> _TESTO SELEZIONATO_:
▼

La falsa partenza delle startup italiane

by Gabriele Simmini | 2 Settembre 2016 17:20

Il fenomeno è noto da tempo: idee di business e nuove aziende che spuntano come funghi in piena stagione. Ma le startup in Italia soffrono nell’affermarsi come nuovo modello di business, rifugiandosi spesso in nicchie di mercato o come spin-off di ricerche universitarie che non riscuotono altrettanto successo. E anche il settore turistico non è immune da questi problemi.
I numeri parlano chiaro: secondo l’European Accellerator Program, nel 2015 in Italia ci sono oltre 5.800 startup e 41 incubatori d’impresa certificati. Se da un lato, però, il dato dei professionisti che creano startup cresce al ritmo della media europea, dall’altro solo 1 su 60 riescono ad affermarsi con successo sul mercato.

▲

> _VOCI ARCHIVIATE_:
▼

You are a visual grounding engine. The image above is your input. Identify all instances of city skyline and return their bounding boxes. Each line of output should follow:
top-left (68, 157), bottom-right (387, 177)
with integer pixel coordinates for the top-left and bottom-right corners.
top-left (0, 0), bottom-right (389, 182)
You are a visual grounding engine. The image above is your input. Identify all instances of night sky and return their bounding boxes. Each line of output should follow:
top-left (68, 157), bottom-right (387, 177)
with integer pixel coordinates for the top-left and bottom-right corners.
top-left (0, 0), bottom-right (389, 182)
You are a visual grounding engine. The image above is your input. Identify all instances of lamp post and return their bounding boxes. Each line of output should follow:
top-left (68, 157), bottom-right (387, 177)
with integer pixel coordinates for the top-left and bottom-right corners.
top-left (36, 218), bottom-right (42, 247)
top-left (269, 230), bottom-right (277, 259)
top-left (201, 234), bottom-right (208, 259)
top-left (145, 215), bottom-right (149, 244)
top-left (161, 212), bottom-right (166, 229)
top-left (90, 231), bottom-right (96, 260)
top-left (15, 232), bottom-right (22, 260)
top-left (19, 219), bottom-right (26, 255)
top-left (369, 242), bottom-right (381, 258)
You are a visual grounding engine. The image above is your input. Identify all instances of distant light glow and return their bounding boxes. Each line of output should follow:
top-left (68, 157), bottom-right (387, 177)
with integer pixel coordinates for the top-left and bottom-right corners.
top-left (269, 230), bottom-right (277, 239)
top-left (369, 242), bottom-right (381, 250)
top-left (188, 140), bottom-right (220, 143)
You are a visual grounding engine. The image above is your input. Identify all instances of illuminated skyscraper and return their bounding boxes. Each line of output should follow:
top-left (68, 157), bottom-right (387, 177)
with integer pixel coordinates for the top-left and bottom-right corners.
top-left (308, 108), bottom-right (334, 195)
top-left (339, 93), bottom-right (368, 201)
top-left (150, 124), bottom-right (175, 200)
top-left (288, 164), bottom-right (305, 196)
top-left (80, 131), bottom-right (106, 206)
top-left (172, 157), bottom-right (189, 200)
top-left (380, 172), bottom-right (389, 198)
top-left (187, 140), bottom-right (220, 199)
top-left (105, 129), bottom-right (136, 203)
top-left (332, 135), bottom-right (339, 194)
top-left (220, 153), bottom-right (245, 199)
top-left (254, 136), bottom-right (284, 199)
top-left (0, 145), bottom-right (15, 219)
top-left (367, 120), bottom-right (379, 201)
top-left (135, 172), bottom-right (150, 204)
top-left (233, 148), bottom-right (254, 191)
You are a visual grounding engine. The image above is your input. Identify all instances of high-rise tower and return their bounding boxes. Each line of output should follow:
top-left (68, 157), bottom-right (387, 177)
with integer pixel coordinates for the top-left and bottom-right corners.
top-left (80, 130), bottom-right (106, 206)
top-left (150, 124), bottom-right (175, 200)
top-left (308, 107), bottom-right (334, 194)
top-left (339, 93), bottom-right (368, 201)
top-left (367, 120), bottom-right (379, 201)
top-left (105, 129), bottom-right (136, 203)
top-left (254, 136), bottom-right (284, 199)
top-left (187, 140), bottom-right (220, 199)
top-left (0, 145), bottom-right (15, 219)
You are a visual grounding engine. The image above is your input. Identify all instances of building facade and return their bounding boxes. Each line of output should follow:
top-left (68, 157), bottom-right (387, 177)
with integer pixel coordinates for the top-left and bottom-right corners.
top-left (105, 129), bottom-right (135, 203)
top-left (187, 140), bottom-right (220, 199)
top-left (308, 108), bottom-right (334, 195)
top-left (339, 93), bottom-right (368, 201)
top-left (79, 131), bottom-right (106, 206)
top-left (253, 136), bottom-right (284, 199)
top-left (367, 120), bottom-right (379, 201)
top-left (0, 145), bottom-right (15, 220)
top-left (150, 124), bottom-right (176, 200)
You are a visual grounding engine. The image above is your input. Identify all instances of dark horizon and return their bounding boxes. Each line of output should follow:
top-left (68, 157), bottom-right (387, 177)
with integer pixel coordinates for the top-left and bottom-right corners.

▲

> _ATTIVITÀ RICHIESTE_:
• 1. Rispondi a queste domande sull'articolo sulle startup italiane:
(a) Quale settore, secondo l'articolo, non è immune da questi problemi?
(b) Secondo quale fonte nel 2015 in Italia ci sono oltre 5.800 startup?
(c) Quante startup su 60 riescono ad affermarsi con successo sul mercato?
• 2. Trascrivi dall'articolo sulle startup italiane il passo che va da "La falsa partenza" fino a "successo sul mercato." compreso.
• 3. Traduci in inglese questa frase dell'articolo sulle startup italiane: "Il fenomeno è noto da tempo: idee di business e nuove aziende che spuntano come funghi in piena stagione."
Le voci non hanno alcun ruolo in questo lavoro.

> _LE RISPOSTE_:
• 1.
(a) Il settore turistico.
(b) Secondo l'European Accellerator Program.
(c) Una su 60.

• 2.
La falsa partenza delle startup italiane

by Gabriele Simmini | 2 Settembre 2016 17:20

Il fenomeno è noto da tempo: idee di business e nuove aziende che spuntano come funghi in piena stagione. Ma le startup in Italia soffrono nell’affermarsi come nuovo modello di business, rifugiandosi spesso in nicchie di mercato o come spin-off di ricerche universitarie che non riscuotono altrettanto successo. E anche il settore turistico non è immune da questi problemi.
I numeri parlano chiaro: secondo l’European Accellerator Program, nel 2015 in Italia ci sono oltre 5.800 startup e 41 incubatori d’impresa certificati. Se da un lato, però, il dato dei professionisti che creano startup cresce al ritmo della media europea, dall’altro solo 1 su 60 riescono ad affermarsi con successo sul mercato.

• 3. The phenomenon has been known for a long time: business ideas and new companies springing up like mushrooms in peak season.